PASSAGE TO READ:

==========

It began to look, in particular, as though the Djokovic serve was not up to its usual standard. And the less reliable it became, the more the confidence seemed to leach from the rest of his game.

So in the early summer, he took decisive action and separated from coach Martin. He cited communication problems but went on to say: "He tried to change [my serve], but it was all too complicated in the end and now I’m back to the old one."

The second important confidence boost came at the US Open, in a semi-final meeting with a Federer aiming to reach his seventh final in New York. Djokovic carried the baggage of losses to the Swiss on Arthur Ashe in each of the previous three years and, when he went down 7-5 to an attacking Federer in the opening set, it had the makings of a similar tale.

But Djokovic replied with a 6-1 set, and they split the next two between them. Federer then won two match points in the fifth, but the Serb exhibited all his new confidence in saving them: one with a huge smash to the backhand corner, the second with a searing forehand down the line.

The way he won the match was even more impressive, outlasting Federer in a 21-stroke rally and eventually forcing the Swiss to drive a forehand wide. The Serb’s expression moved from shell-shocked to matter-of-fact to celebratory. He had broken a jinx, proved a point, and swelled with confidence by another inch or two.

Even though Federer beat him in their three remaining matches of the year he knew he had made a serious breakthrough. The clue to how he achieved it came in his own words. "I just knew I had to be patient and not lose my emotions too much,” he said. “Federer uses that nervousness of the opponent. He feels it."

==========

MATERIAL PROVIDED:

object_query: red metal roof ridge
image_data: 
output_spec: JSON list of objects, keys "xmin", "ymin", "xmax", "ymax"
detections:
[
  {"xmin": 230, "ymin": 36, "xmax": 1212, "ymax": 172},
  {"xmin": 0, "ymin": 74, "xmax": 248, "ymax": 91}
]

==========

TASK SET:
(1) List the three words the tennis passage uses to describe how the Serb's expression changed after he won the semi-final against Federer.
(2) For each statement, say whether it agrees with the tennis passage, and quote the words that decide it. (a) Djokovic gave communication problems as a reason for separating from coach Martin. (b) Federer won the opening set of the US Open semi-final 6-1. (c) Djokovic won his three remaining matches of the year against Federer.

ANSWERS BY TASK:
(1) shell-shocked, matter-of-fact, celebratory

(2)
(a) Yes: "He cited communication problems"
(b) No: "he went down 7-5 to an attacking Federer in the opening set"
(c) No: "Federer beat him in their three remaining matches of the year"